**YOUR TASK**
Arrange every line of the material below as a Markdown table with the columns "Number" and "Content", numbering the rows in order and leaving out blank lines.

**ENTRIES PROVIDED**
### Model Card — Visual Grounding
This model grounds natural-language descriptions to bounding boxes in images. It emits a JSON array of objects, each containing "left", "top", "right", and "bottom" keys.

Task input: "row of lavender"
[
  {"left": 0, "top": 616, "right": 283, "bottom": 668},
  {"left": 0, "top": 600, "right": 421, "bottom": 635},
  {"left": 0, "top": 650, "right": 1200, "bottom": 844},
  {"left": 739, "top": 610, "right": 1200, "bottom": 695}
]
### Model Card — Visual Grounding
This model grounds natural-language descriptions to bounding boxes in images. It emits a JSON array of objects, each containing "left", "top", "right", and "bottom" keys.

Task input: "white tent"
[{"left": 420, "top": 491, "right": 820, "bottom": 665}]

**RESULT OF THE EXERCISE**
| Number | Content |
|---|---|
| 1 | ### Model Card — Visual Grounding |
| 2 | This model grounds natural-language descriptions to bounding boxes in images. It emits a JSON array of objects, each containing "left", "top", "right", and "bottom" keys. |
| 3 | Task input: "row of lavender" |
| 4 | [ |
| 5 |   {"left": 0, "top": 616, "right": 283, "bottom": 668}, |
| 6 |   {"left": 0, "top": 600, "right": 421, "bottom": 635}, |
| 7 |   {"left": 0, "top": 650, "right": 1200, "bottom": 844}, |
| 8 |   {"left": 739, "top": 610, "right": 1200, "bottom": 695} |
| 9 | ] |
| 10 | ### Model Card — Visual Grounding |
| 11 | This model grounds natural-language descriptions to bounding boxes in images. It emits a JSON array of objects, each containing "left", "top", "right", and "bottom" keys. |
| 12 | Task input: "white tent" |
| 13 | [{"left": 420, "top": 491, "right": 820, "bottom": 665}] |